• TO DO:
[1] Using the text about separating a reaction mixture by solubility, answer these:
(a) What three compounds does the crude mixture contain?
(b) What percent strength are the HCl and NaOH solutions in the listed statements?
(c) Which lettered option does the answer give as correct?
[2] Carry on the text about separating a reaction mixture by solubility from the point where it stops.

• DOCUMENT TEXT:
↓
Question

Suppose you have crude reaction mixture containing napthalene, benzoic acid, and aniline dissolved in an organic solvent, and you wish to extract the different molecules by altering the solubility of each component in solution. Which of the following statements would be true?

a. Adding 5% HCl solution to the crude reaction mixture will deprotonate benzoic acid increasing its solubility in the aqueous solution.
b. Adding 5% NaOH solution to the crude reaction mixture will protonate napthalene making it more soluble in the aqueous solution.
c. Adding 5% HCl solution to the crude reaction mixture will protonate napthalene making it more soluble in the aqueous solution.
d. Adding 5% HCl solution to the crude reaction mixture will protonate aniline increasing its solubility in the aqueous solution.

Answer 1

The correct statement for separating components by solubility alteration is that adding 5% HCl will protonate aniline, increasing its solubility in aqueous solution. Benzoic acid is not deprotonated by HCl, and NaOH does not protonate naphthalene.(Option d)
↑
• RECORD EXCERPTS:
↓
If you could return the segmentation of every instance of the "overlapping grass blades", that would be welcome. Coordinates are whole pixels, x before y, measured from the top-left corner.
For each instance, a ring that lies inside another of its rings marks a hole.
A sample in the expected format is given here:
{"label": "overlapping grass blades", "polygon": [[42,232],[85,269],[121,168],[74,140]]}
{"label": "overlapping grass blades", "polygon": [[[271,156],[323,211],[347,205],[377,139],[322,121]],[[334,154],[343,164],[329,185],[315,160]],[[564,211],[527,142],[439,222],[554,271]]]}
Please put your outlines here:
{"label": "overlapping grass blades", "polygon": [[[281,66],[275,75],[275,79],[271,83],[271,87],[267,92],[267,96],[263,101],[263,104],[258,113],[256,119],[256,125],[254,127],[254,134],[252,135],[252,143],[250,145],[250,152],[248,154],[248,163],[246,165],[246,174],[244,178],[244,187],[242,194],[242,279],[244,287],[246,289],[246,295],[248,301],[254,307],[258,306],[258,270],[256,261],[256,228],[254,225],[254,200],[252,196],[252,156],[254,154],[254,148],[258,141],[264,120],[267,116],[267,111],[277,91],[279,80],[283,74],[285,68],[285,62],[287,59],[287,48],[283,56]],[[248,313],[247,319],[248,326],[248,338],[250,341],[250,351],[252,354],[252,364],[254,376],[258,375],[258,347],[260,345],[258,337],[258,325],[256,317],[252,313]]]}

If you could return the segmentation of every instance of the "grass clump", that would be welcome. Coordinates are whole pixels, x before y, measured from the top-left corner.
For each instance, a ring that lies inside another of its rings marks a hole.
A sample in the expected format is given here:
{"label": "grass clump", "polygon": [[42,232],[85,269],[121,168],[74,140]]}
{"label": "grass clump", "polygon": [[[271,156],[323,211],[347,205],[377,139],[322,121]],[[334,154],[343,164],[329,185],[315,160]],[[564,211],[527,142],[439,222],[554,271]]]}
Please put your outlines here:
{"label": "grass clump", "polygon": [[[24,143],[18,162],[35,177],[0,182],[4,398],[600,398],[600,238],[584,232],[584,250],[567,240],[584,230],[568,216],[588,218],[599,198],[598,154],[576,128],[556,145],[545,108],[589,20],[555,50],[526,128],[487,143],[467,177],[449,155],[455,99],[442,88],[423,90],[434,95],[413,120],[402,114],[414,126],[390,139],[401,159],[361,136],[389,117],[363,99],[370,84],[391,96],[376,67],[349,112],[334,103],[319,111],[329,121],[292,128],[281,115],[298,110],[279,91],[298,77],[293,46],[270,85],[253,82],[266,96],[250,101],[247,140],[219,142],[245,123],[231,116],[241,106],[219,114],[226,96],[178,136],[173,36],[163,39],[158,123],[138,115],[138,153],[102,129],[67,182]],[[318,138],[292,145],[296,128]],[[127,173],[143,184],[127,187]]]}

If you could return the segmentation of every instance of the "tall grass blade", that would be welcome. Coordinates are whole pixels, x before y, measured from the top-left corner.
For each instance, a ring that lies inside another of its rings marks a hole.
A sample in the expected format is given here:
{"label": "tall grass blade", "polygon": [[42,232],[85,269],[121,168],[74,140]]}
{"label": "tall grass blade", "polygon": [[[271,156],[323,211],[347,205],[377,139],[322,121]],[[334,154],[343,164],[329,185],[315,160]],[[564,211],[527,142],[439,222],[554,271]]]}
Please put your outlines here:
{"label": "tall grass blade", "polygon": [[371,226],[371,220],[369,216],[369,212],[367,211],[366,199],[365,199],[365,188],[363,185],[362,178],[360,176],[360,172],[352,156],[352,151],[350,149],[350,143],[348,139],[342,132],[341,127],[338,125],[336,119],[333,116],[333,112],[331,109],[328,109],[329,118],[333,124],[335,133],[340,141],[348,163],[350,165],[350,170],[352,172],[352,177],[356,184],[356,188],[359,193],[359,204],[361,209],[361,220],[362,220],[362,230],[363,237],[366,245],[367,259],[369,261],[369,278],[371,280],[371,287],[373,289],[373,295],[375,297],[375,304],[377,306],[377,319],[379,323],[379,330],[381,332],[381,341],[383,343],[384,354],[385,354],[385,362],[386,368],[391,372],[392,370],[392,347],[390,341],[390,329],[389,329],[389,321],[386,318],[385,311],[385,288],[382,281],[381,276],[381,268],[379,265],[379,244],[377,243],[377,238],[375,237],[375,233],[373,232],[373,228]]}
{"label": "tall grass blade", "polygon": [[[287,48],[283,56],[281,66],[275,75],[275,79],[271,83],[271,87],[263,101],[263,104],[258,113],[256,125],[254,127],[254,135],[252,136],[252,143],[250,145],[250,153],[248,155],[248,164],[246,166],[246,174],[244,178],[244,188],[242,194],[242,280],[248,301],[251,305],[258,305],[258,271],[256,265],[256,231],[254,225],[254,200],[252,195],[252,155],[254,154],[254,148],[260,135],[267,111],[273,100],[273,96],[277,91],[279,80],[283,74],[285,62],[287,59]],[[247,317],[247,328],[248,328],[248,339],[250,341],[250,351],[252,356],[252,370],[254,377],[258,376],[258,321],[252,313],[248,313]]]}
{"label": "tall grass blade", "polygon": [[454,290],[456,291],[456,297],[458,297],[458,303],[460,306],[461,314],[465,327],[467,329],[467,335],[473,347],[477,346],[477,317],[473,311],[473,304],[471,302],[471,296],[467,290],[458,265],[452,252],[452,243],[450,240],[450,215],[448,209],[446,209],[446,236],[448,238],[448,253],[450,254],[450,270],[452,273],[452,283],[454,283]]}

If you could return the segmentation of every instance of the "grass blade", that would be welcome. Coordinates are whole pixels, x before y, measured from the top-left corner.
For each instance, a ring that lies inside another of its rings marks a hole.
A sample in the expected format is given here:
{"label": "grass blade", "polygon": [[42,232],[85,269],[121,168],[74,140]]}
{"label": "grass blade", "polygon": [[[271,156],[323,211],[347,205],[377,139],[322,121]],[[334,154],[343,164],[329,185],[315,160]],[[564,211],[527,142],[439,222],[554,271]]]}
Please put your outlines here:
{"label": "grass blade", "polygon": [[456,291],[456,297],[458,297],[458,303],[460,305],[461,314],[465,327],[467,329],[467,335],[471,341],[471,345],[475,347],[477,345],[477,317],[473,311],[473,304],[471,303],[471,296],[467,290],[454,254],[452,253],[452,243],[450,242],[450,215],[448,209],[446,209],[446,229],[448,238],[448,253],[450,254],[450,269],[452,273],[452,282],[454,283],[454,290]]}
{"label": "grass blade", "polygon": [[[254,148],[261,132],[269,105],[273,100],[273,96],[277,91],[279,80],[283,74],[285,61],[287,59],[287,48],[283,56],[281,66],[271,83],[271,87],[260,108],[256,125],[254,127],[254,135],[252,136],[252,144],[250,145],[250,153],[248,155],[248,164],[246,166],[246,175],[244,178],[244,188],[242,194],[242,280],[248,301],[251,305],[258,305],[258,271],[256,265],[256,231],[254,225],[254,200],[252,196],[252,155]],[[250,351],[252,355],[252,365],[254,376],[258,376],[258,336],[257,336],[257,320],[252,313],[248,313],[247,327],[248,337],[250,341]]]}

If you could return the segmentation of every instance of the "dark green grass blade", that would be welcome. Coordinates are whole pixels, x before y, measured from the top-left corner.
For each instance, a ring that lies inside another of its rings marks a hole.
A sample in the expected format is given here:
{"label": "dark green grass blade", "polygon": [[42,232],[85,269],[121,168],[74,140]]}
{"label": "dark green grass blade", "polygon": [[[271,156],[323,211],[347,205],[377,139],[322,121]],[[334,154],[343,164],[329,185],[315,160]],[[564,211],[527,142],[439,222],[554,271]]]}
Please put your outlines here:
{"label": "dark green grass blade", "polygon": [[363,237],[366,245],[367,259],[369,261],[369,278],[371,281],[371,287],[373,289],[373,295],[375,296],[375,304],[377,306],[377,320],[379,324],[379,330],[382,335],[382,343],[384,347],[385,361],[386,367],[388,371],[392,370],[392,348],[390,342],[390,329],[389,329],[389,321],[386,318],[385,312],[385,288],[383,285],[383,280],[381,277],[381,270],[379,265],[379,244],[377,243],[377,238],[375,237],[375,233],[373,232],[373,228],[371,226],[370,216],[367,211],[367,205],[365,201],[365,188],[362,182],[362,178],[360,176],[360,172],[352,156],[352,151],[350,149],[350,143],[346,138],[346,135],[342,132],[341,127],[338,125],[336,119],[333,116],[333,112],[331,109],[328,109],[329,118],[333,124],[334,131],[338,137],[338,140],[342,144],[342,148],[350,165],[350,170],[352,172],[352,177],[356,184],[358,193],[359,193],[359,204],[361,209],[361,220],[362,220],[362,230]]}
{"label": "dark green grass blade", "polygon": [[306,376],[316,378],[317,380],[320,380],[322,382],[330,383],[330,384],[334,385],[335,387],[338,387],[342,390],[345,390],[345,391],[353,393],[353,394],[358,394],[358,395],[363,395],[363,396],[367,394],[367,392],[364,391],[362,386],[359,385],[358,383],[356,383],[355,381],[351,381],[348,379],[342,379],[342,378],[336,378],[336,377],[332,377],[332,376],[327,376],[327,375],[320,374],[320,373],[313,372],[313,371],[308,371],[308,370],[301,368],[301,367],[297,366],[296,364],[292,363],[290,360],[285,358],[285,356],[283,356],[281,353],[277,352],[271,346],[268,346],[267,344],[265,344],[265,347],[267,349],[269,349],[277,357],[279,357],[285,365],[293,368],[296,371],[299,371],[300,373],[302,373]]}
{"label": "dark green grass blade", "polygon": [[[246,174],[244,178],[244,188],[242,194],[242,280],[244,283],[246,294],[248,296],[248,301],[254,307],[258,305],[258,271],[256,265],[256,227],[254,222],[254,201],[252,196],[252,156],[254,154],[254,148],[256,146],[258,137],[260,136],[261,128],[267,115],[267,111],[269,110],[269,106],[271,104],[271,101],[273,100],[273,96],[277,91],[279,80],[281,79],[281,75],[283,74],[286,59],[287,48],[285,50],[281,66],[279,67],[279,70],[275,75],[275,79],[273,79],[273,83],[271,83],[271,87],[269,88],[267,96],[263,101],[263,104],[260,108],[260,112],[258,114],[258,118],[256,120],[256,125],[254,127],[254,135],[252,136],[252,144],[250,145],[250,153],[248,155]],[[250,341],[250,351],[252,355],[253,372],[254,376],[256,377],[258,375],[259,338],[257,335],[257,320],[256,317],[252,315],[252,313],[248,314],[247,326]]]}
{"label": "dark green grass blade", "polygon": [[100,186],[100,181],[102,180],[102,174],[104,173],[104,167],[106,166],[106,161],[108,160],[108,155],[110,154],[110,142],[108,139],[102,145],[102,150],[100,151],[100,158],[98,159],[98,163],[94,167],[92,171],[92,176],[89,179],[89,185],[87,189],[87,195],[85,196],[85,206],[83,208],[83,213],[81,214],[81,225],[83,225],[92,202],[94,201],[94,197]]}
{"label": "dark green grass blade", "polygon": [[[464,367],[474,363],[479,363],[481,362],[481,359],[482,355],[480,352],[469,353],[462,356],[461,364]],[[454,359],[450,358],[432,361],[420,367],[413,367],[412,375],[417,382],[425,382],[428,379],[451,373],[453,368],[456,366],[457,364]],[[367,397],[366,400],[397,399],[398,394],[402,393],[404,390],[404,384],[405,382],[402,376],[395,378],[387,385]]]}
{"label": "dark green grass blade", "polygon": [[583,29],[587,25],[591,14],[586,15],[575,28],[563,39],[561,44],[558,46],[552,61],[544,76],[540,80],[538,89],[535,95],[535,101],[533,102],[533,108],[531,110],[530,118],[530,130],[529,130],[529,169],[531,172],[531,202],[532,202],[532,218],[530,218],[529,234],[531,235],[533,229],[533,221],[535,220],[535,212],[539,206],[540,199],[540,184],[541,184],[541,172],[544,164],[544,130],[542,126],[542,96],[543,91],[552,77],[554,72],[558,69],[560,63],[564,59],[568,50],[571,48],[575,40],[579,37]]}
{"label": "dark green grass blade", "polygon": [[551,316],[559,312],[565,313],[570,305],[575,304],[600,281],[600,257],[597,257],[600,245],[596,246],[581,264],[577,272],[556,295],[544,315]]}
↑
• ANSWERS FOR THE EXERCISE:
[1]
(a) Naphthalene, benzoic acid, and aniline.
(b) 5%.
(c) Option d.

[2]
Step-by-step explanation:

If you have a crude reaction mixture containing naphthalene, benzoic acid, and aniline dissolved in an organic solvent and wish to alter the solubility of each component in solution, the correct statement among the ones provided would be:

d. Adding 5% HCl solution to the crude reaction mixture will protonate aniline increasing its solubility in the aqueous solution.

This is because aniline is a basic compound and will react with HCl, a strong acid, to form anilinium chloride, which is water-soluble. Contrary to option a, adding an acid like HCl to benzoic acid would not deprotonate it but would instead reduce its solubility in the aqueous layer because it would remain as a non-ionized acid. In option b, NaOH would not protonate naphthalene since naphthalene is not acidic and does not readily undergo such a reaction. Likewise, option c is incorrect because HCl does not protonate naphthalene, which is nonpolar and lacks acidic hydrogens.

Answer 2

d. Adding 5% HCl solution to the crude reaction mixture will protonate aniline increasing its solubility in the aqueous solution.

Step-by-step explanation:

On this case, we have to check the structures of each compound (figure 1). For naphthalene we dont have any functional groups therefore, the addition of HCl or NaOH it will not affect naphthalene so we can discard "B" and"C".

When we add HCl solution we will have the production
`H^+` the presence of this hydronium ion will protonate the acid, so we can discard a.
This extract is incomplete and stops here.